* Task goal: Put every line of the records below into a numbered list, leaving out the blank lines.

(Recorded data)
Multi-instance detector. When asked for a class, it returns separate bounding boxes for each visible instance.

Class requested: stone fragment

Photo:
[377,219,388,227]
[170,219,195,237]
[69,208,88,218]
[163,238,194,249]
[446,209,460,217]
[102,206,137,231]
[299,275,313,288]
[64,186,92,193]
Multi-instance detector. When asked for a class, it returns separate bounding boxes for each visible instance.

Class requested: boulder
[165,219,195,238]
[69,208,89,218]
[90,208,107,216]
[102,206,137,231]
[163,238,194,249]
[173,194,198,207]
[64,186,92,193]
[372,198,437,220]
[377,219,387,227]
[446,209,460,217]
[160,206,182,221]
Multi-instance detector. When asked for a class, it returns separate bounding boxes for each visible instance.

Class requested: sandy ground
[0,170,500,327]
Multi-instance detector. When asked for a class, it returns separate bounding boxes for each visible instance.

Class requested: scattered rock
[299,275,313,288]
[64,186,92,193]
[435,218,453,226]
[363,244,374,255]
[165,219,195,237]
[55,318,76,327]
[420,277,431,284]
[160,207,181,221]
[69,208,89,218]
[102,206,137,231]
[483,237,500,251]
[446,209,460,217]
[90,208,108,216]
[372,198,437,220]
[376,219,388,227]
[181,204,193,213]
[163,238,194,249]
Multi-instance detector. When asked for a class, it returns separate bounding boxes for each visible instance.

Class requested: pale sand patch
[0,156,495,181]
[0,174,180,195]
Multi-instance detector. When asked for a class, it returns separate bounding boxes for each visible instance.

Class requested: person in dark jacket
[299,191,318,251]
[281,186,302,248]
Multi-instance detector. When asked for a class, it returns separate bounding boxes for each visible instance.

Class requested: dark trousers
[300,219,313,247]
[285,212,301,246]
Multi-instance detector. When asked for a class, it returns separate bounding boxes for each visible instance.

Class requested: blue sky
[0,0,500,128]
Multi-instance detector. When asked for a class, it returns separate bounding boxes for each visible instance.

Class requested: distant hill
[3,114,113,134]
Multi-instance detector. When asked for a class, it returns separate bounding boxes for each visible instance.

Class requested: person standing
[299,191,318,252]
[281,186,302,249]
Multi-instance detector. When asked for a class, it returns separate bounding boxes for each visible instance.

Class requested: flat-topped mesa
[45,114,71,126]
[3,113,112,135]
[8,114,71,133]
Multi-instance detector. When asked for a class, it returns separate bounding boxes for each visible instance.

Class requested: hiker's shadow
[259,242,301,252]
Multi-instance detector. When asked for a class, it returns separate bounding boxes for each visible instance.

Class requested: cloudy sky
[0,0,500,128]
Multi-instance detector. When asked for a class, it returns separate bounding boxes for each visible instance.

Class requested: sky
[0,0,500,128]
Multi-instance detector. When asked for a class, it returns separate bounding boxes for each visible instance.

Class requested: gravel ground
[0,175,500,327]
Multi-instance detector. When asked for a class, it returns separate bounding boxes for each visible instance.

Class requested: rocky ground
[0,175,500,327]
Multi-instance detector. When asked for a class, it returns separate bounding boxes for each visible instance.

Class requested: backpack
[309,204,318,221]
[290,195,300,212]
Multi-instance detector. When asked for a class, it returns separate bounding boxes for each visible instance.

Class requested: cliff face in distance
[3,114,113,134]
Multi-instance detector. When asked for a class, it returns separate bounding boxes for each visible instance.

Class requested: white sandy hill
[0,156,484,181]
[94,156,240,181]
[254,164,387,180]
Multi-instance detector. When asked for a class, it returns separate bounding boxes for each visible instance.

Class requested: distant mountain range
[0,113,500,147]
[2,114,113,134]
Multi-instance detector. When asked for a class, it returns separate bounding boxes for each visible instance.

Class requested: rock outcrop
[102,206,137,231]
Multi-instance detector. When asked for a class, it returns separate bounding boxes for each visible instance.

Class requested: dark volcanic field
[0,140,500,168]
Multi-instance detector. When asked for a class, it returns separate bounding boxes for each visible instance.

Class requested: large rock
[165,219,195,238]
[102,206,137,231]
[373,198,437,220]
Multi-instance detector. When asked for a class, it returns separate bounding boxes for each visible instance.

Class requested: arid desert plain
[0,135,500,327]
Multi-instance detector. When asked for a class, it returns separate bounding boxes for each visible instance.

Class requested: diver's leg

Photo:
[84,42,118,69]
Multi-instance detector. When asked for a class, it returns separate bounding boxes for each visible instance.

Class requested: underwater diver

* Result:
1. Multi-instance detector. When asked for a class, it returns separate bounding boxes for each visible instance.
2. Class requested: stone fragment
3. Photo:
4. [377,219,388,227]
5. [170,219,195,237]
6. [69,208,88,218]
7. [163,238,194,249]
8. [446,209,460,217]
9. [102,206,137,231]
10. [299,275,313,288]
11. [64,186,92,193]
12. Multi-instance detector. When asked for a class, it returns separate bounding boxes for each visible instance.
13. Class requested: boulder
14. [165,219,195,238]
15. [69,208,89,218]
16. [90,208,107,216]
17. [102,206,137,231]
18. [163,238,194,249]
19. [173,194,198,207]
20. [64,186,92,193]
21. [372,198,437,220]
22. [377,219,387,227]
23. [446,209,460,217]
24. [160,206,182,221]
25. Multi-instance detector. When asked for a class, it returns separate bounding boxes for each visible instance.
26. Class requested: sandy ground
27. [0,170,500,327]
28. Multi-instance detector. When asked for a class, it returns separate bounding boxes for each visible instance.
29. Class requested: scattered rock
30. [299,275,313,288]
31. [64,186,92,193]
32. [435,218,453,226]
33. [363,244,374,255]
34. [165,219,195,237]
35. [55,318,76,327]
36. [420,277,431,284]
37. [160,207,181,221]
38. [69,208,89,218]
39. [102,206,137,231]
40. [483,237,500,251]
41. [446,209,460,217]
42. [90,208,108,216]
43. [372,198,437,220]
44. [376,219,388,227]
45. [181,204,193,213]
46. [163,238,194,249]
47. Multi-instance detector. When asked for a class, it returns separate bounding boxes for each visible instance.
48. Class requested: pale sand patch
49. [0,156,495,181]
50. [0,174,180,195]
51. Multi-instance detector. When asked for a class, it returns separate bounding boxes for each visible instance.
52. Class requested: person in dark jacket
53. [299,191,318,251]
54. [281,186,302,248]
55. Multi-instance detector. When asked for a class, it returns separate bounding boxes for each visible instance.
56. Class requested: dark trousers
57. [300,219,313,247]
58. [285,212,301,246]
59. Multi-instance detector. When asked for a class, it returns separate bounding boxes for each visible instance.
60. Class requested: blue sky
61. [0,0,500,128]
62. Multi-instance detector. When asked for a class, it returns separate bounding boxes for each visible instance.
63. Class requested: distant hill
64. [3,114,113,134]
65. Multi-instance detector. When asked for a class, it returns separate bounding boxes for each visible instance.
66. Class requested: person standing
67. [299,191,318,252]
68. [281,186,302,249]
69. Multi-instance detector. When asked for a class, it returns separate bounding boxes for each visible instance.
70. Class requested: flat-topped mesa
71. [45,114,71,126]
72. [3,113,112,135]
73. [8,114,71,133]
74. Multi-instance detector. When asked for a class, it returns separate bounding boxes for each visible instance.
75. Class requested: hiker's shadow
76. [259,242,301,252]
77. Multi-instance detector. When asked for a class, it returns separate bounding boxes for each visible instance.
78. Class requested: cloudy sky
79. [0,0,500,128]
80. Multi-instance detector. When asked for a class, it returns separate bounding boxes for each visible instance.
81. Class requested: sky
82. [0,0,500,128]
83. Multi-instance detector. When asked for a class, it returns separate bounding boxes for each visible instance.
84. Class requested: gravel ground
85. [0,175,500,327]
86. Multi-instance detector. When asked for a class, it returns separate bounding boxes for each visible instance.
87. Class requested: rocky ground
88. [0,175,500,327]
89. Multi-instance detector. When asked for a class, it returns separate bounding boxes for each visible instance.
90. Class requested: backpack
91. [309,204,318,221]
92. [290,195,300,212]
93. Multi-instance detector. When asked for a class, it returns separate bounding boxes for each visible instance.
94. Class requested: cliff face in distance
95. [3,114,113,134]
96. Multi-instance detector. When asked for a class, it returns separate bounding boxes for each visible instance.
97. Class requested: white sandy hill
98. [0,156,484,181]
99. [94,156,240,181]
100. [254,164,387,180]
101. Multi-instance detector. When asked for a class, it returns separate bounding boxes for each visible instance.
102. Class requested: distant mountain range
103. [0,113,500,147]
104. [2,114,113,134]
105. Multi-instance detector. When asked for a class, it returns separate bounding boxes for each visible instance.
106. Class requested: rock outcrop
107. [102,206,137,231]
108. Multi-instance detector. When asked for a class, it returns separate bounding boxes for each visible instance.
109. Class requested: dark volcanic field
110. [0,140,500,168]
111. Multi-instance detector. When asked for a class, it returns separate bounding boxes for each visible instance.
112. Class requested: large rock
113. [165,219,195,238]
114. [102,206,137,231]
115. [373,198,437,220]
116. Multi-instance detector. When asked for a class, it returns separate bounding boxes for each visible instance.
117. Class requested: arid desert plain
118. [0,135,500,327]
119. Multi-instance detector. When asked for a class, it returns separate bounding boxes for each visible instance.
120. Class requested: diver's leg
121. Photo:
122. [84,42,118,69]
123. Multi-instance detector. When asked for a class, it returns separate bounding boxes for each visible instance.
124. Class requested: underwater diver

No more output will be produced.